## BEGIN Entries shown

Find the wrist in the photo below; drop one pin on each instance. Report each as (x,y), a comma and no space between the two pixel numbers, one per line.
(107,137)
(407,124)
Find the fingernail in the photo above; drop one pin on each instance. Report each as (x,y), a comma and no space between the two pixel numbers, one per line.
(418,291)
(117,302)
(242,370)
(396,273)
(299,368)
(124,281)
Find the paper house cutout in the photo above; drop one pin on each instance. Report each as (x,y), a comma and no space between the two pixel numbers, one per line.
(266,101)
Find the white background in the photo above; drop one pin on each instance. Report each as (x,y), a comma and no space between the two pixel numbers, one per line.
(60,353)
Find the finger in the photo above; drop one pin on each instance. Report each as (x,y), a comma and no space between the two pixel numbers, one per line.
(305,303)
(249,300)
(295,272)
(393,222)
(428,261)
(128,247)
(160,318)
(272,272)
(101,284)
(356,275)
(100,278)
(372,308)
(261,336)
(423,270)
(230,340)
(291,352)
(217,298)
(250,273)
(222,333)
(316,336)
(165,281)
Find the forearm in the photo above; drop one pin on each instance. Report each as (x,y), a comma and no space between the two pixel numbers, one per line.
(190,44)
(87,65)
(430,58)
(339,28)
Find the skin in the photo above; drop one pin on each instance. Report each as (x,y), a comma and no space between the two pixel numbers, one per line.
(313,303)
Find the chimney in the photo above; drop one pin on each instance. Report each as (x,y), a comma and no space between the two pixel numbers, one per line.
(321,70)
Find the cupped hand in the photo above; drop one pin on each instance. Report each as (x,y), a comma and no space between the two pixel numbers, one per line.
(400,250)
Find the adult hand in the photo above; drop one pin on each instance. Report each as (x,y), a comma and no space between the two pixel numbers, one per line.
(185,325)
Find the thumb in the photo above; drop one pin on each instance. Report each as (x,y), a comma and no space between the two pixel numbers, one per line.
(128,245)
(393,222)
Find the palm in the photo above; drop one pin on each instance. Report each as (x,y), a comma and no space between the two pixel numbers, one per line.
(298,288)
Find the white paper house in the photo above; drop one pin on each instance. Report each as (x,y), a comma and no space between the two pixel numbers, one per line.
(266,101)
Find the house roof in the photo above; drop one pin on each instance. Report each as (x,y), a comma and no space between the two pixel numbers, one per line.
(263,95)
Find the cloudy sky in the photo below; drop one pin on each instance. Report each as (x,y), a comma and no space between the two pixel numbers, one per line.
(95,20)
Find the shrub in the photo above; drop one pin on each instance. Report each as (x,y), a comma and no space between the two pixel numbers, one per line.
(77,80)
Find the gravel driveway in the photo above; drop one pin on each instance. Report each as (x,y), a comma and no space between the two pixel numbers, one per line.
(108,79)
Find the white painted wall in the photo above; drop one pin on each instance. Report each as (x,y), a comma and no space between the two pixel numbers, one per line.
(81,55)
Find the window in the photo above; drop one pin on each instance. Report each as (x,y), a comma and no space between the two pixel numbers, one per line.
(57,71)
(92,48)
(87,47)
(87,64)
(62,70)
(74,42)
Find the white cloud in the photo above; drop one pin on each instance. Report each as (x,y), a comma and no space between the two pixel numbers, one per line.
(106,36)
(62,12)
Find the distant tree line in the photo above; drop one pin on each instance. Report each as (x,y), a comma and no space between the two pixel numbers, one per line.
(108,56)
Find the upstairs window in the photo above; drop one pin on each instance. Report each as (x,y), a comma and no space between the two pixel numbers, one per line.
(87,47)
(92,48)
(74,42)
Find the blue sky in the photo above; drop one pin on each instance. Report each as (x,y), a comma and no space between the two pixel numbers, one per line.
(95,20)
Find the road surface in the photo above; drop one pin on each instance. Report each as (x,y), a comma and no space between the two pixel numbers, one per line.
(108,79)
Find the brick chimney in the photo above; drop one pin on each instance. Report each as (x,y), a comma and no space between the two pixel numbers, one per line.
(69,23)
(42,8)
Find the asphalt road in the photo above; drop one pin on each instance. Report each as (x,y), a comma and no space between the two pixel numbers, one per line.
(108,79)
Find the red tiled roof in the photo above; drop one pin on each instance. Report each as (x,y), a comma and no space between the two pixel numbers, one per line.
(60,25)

## END Entries shown

Reproduce every line of the records above without changing anything.

Find the wrist in the photo below; drop one pin on each instance. Report each as (x,y), a comma and no space between the two pixel numbers, one per line.
(107,137)
(407,124)
Find the fingernail in the photo above; drop one pin on each instance. Report each as (x,y), a comma and no space between the two pixel numbers, one per line.
(418,291)
(117,302)
(242,370)
(396,273)
(299,368)
(124,281)
Find the paper house cutout in the photo above; drop one pin on each instance. Report each as (x,y), a comma and no space between the two pixel numbers, one per line.
(266,101)
Find the white background in the photo above; drop one pin on each instance. Report each as (x,y), a comma and no space between the two pixel numbers, one per line.
(60,353)
Find the finger in the photo above; drop one pin on each instance. Report each as (x,y), a comma and no space between the two pixel numbers, one per line.
(305,303)
(249,300)
(295,272)
(393,222)
(428,261)
(128,247)
(160,318)
(272,272)
(101,284)
(356,275)
(100,278)
(372,308)
(261,336)
(423,270)
(230,340)
(291,352)
(217,298)
(250,273)
(222,333)
(316,336)
(165,281)
Find the forearm in the photo above; drop one pin on each instance. Report each as (x,y), a comma and no space between the two pixel numbers, one per line.
(190,44)
(87,65)
(430,58)
(339,28)
Find the skin in the photo above; drop one pin on each instance. Report each as (x,y), a comma and no space between the two pixel numbers, one per line.
(313,303)
Find the chimney in the photo above; drop one pin on each instance. Report each as (x,y), a comma and no space between the two pixel numbers, one per line.
(321,70)
Find the cupped hand in the photo above; drop one pin on each instance. Report each as (x,y), a comma and no space between the two pixel numbers, one per line.
(400,250)
Find the adult hand in the photo above; drop one pin on each instance. Report each as (x,y), a comma and no space between the two pixel numbers, one per line.
(185,325)
Find the thumb in the photo above; drop one pin on each instance. Report each as (x,y), a comma and no space between the two pixel numbers, one per line.
(128,245)
(393,222)
Find the palm in the photo above; drop one pin on each instance. Report each as (x,y), a comma and no space between the two pixel numbers, one per line.
(298,288)
Find the white paper house in the photo above; drop one pin on each instance. Report each as (x,y), a comma and no space between the two pixel numbers, one per line.
(266,101)
Find the house roof in the photo above; drop one pin on each instance. Report each as (x,y), a comma and no space between the two pixel numbers, one per line.
(263,95)
Find the cloudy sky in the photo below; drop one pin on each instance. Report each as (x,y), a comma and no space between the two pixel numbers, one per line.
(95,20)
Find the shrub in the photo above; drop one pin on each instance. Report each as (x,y), a comma and no space between the two pixel numbers, one per line.
(77,80)
Find the gravel driveway in the photo above; drop one pin on each instance. Report each as (x,y), a comma and no space between the two pixel numbers, one per line.
(108,79)
Find the white painted wall in the photo above; drop one pin on each instance. Report each as (x,y), a comma and no space between the two pixel numbers, one per line.
(81,55)
Find the window in the photo above; drop one pin on each instance. Report each as (x,y), a comma and no space between the two pixel numbers, one per line.
(57,71)
(92,48)
(87,47)
(87,64)
(62,70)
(74,42)
Find the white cloud in the photo above; drop one pin on each instance. Report each as (x,y), a comma and no space between the two pixel numbers, one per line.
(106,36)
(62,12)
Find the distant tree line in the photo above; drop one pin on each instance. Report each as (x,y), a comma and no space between the two pixel numbers, one per line.
(108,56)
Find the upstairs window in the photo above; drop one pin on each instance. Report each as (x,y), a comma and no space between the two pixel numbers, one per line.
(87,47)
(92,48)
(74,42)
Find the blue sky in the photo above; drop one pin on each instance. Report each as (x,y), a comma and no space between the two pixel numbers, one per line.
(95,20)
Find the road surface in the photo above; drop one pin on each instance. Report each as (x,y), a comma and no space between the two pixel numbers, one per line.
(108,79)
Find the brick chimney in the photo above; drop one pin on each instance. Report each as (x,y), a comma and no space between the two pixel numbers, one per line.
(69,23)
(42,8)
Find the asphalt road in the photo above; drop one pin on each instance. Report each as (x,y), a comma and no space between the two pixel numbers, one per line.
(108,79)
Find the red tiled roof in the photo above; drop one pin on each instance. Report each as (x,y), a comma and no space between the two pixel numbers, one per line.
(60,25)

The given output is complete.